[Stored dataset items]

◆ ◆ ◆

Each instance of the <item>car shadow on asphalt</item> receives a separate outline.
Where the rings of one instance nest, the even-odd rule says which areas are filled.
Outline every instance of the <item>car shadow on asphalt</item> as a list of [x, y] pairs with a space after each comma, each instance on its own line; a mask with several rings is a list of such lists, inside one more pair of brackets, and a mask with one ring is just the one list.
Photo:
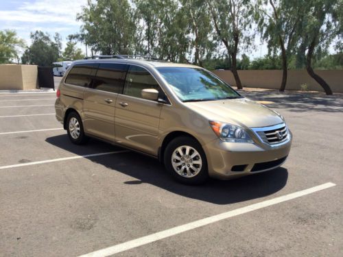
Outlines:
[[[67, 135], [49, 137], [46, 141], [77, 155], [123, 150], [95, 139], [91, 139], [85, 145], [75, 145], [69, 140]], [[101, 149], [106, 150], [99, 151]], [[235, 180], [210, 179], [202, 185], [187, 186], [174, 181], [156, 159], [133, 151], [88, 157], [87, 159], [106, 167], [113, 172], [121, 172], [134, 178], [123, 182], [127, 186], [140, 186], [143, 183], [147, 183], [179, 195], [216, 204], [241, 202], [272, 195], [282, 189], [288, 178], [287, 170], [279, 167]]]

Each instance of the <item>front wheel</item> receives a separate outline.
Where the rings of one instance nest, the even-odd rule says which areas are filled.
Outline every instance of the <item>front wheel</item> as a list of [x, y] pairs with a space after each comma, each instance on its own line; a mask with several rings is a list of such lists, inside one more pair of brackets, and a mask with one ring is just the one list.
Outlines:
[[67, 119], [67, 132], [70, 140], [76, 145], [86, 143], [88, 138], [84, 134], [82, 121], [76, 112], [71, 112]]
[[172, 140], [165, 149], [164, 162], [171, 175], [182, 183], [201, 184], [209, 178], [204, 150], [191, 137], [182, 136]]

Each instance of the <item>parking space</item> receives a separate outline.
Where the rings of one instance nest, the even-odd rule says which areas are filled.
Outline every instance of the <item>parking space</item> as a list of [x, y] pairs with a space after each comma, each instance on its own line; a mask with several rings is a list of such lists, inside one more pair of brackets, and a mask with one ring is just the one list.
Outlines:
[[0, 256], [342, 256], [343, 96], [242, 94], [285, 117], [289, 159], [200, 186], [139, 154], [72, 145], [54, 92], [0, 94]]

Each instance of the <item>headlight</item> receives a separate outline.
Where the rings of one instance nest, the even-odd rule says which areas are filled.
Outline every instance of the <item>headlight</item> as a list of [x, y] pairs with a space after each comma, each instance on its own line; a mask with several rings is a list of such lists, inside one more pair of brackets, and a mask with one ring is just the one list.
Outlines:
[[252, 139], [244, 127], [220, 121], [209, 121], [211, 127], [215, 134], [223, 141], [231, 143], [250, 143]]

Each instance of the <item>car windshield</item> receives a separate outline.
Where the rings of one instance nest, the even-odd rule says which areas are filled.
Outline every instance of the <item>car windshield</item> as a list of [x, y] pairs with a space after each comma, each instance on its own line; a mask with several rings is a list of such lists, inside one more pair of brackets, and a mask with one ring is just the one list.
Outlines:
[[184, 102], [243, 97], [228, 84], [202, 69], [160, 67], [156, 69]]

◆ ◆ ◆

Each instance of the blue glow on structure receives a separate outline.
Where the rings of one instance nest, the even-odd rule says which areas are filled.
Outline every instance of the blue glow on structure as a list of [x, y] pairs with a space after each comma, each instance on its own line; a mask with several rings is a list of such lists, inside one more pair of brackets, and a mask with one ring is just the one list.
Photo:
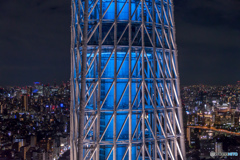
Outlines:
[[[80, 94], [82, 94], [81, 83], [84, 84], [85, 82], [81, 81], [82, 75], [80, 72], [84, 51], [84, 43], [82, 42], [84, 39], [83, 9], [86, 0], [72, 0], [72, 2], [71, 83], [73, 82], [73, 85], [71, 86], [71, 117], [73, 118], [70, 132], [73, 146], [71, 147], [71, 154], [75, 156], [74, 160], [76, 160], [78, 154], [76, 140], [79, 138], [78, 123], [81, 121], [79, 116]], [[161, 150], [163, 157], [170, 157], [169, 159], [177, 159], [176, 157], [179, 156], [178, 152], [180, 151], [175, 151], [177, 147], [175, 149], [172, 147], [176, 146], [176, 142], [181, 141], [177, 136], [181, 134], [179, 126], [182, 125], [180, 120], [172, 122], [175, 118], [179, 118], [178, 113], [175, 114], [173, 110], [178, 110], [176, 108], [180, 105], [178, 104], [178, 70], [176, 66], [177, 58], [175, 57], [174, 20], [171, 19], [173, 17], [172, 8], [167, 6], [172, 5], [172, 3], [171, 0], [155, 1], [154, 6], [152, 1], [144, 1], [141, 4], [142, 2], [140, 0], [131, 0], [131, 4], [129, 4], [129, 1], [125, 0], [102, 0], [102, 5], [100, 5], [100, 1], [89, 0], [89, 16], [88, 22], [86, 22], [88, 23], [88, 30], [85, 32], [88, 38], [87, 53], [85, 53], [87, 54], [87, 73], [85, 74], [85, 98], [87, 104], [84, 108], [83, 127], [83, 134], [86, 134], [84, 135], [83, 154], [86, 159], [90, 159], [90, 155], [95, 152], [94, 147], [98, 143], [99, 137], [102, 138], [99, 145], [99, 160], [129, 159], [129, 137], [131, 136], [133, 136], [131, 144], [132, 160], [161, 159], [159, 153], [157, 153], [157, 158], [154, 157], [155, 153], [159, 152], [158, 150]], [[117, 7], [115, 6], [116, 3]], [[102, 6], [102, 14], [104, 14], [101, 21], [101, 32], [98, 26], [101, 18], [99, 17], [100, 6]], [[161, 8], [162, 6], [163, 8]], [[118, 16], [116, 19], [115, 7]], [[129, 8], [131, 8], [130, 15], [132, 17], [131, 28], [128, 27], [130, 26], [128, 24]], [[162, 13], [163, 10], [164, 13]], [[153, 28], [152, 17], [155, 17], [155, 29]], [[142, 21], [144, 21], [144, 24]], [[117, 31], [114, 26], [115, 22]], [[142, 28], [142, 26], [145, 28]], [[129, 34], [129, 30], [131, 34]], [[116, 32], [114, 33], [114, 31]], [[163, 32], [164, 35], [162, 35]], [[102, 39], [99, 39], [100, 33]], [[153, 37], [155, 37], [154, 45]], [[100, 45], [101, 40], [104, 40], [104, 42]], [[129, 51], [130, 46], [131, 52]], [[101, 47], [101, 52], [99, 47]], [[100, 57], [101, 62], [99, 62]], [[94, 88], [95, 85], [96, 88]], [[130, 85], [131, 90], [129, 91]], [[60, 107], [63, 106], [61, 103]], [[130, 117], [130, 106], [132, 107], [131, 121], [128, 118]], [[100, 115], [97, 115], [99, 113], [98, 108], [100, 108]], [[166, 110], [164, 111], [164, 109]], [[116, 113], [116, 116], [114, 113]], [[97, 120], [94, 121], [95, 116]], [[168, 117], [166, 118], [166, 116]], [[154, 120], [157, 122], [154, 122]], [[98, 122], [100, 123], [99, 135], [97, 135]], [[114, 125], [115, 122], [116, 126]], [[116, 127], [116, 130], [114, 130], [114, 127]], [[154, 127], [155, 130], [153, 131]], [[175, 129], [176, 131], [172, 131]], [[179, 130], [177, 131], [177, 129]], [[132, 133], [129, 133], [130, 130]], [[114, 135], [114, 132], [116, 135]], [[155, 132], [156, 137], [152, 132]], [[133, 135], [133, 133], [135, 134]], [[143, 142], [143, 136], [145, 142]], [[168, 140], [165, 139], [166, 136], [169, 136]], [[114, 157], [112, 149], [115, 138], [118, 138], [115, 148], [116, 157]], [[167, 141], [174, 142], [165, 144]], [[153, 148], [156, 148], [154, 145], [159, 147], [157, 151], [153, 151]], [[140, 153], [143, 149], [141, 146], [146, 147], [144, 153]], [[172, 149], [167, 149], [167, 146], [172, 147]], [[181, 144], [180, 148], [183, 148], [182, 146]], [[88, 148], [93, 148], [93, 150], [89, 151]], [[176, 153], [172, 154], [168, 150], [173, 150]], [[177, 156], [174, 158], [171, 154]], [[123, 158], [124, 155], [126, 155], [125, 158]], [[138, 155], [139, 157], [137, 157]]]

◆ ◆ ◆

Reproduce the listing from the line with "Each instance of the <item>car shadow" up to and including the line with "170], [279, 167]]]", replacing "car shadow on asphalt" with "vehicle shadow on pavement" and keeping everything else the same. Omit the pictures.

Each instance of the <item>vehicle shadow on pavement</item> receives a separate outline.
Where the rings of one instance nest, the even-odd rule says which areas are filled.
Outline every instance of the <item>vehicle shadow on pavement</item> as a list of [x, y] pairs with a space after each comma, each instance on its own line; a mask with several rings is a list of such lists, inside one more pair of brackets, and a mask with one ring is just the one list.
Photo:
Outlines:
[[[67, 135], [49, 137], [46, 141], [77, 155], [123, 150], [95, 139], [91, 139], [85, 145], [75, 145], [69, 140]], [[101, 149], [106, 150], [99, 151]], [[235, 180], [210, 179], [202, 185], [187, 186], [174, 181], [156, 159], [133, 151], [88, 157], [87, 159], [106, 167], [113, 172], [121, 172], [134, 178], [123, 182], [127, 186], [140, 186], [143, 183], [147, 183], [179, 195], [216, 204], [241, 202], [272, 195], [282, 189], [288, 178], [287, 170], [279, 167]]]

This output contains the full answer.